→ **Goal**: Which lines in the items below contain the word "building"? Locate each one and copy it out in full.

→ **Records for this task**:
+ + +
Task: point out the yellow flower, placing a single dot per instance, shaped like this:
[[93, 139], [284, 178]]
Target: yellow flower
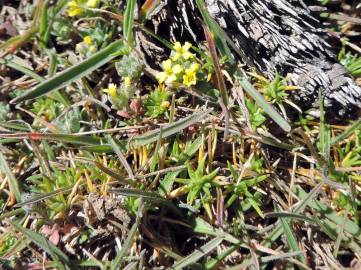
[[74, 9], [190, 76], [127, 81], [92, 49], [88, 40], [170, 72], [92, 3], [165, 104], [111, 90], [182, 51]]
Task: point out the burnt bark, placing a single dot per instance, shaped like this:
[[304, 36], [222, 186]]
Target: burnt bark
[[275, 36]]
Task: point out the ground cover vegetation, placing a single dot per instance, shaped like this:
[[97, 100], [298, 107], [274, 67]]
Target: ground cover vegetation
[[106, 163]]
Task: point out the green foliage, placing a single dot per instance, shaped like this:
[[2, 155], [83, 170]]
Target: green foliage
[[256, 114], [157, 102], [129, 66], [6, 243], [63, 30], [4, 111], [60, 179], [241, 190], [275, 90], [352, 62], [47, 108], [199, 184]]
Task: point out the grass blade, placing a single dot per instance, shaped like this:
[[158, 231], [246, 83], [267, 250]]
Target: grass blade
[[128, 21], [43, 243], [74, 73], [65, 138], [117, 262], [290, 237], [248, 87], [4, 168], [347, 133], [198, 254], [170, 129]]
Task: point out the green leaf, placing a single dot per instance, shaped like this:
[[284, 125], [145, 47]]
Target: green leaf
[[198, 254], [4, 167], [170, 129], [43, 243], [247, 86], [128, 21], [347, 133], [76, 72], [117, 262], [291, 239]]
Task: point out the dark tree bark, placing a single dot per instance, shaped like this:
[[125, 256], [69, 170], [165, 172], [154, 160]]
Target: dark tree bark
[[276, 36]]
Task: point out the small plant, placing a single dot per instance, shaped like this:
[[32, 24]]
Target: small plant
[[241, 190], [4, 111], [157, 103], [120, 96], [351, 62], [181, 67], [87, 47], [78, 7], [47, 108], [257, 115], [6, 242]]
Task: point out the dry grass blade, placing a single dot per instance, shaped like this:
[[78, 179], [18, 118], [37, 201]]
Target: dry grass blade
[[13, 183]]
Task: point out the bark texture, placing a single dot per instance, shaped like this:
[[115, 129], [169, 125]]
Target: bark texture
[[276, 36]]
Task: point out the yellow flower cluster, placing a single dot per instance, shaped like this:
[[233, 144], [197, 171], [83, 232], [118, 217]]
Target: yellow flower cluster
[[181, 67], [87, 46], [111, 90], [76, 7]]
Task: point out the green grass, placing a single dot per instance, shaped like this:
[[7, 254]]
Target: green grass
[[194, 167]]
+ + +
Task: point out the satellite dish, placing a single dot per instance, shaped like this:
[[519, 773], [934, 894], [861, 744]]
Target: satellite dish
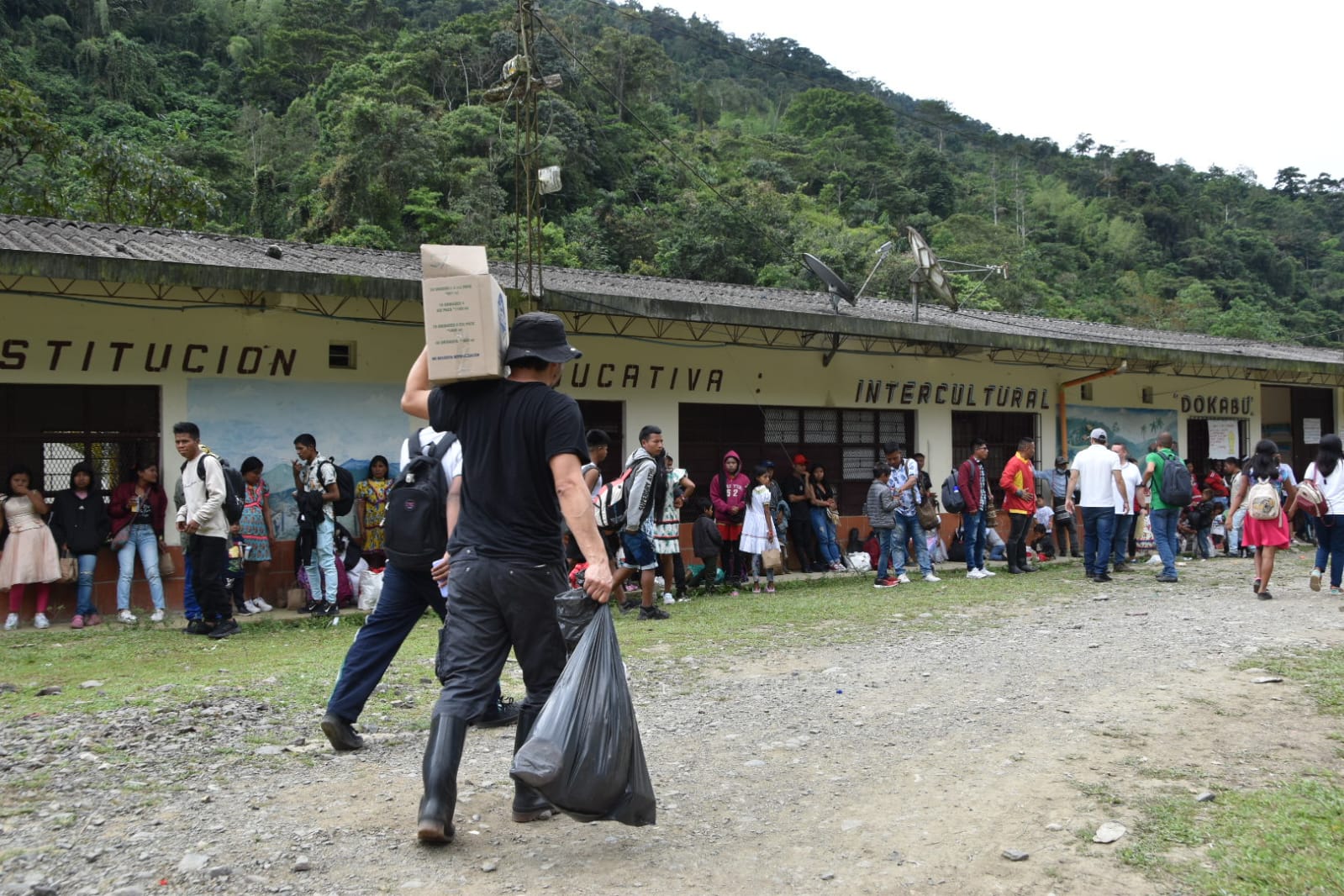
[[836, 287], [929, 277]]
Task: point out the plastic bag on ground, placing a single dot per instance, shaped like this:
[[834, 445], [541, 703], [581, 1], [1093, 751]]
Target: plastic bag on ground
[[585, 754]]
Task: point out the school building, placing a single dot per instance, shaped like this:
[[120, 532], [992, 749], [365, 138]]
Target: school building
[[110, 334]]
+ + +
→ **Correct response**:
Task: point out the school building, placing a single dot per instance, shaped like this:
Target: school building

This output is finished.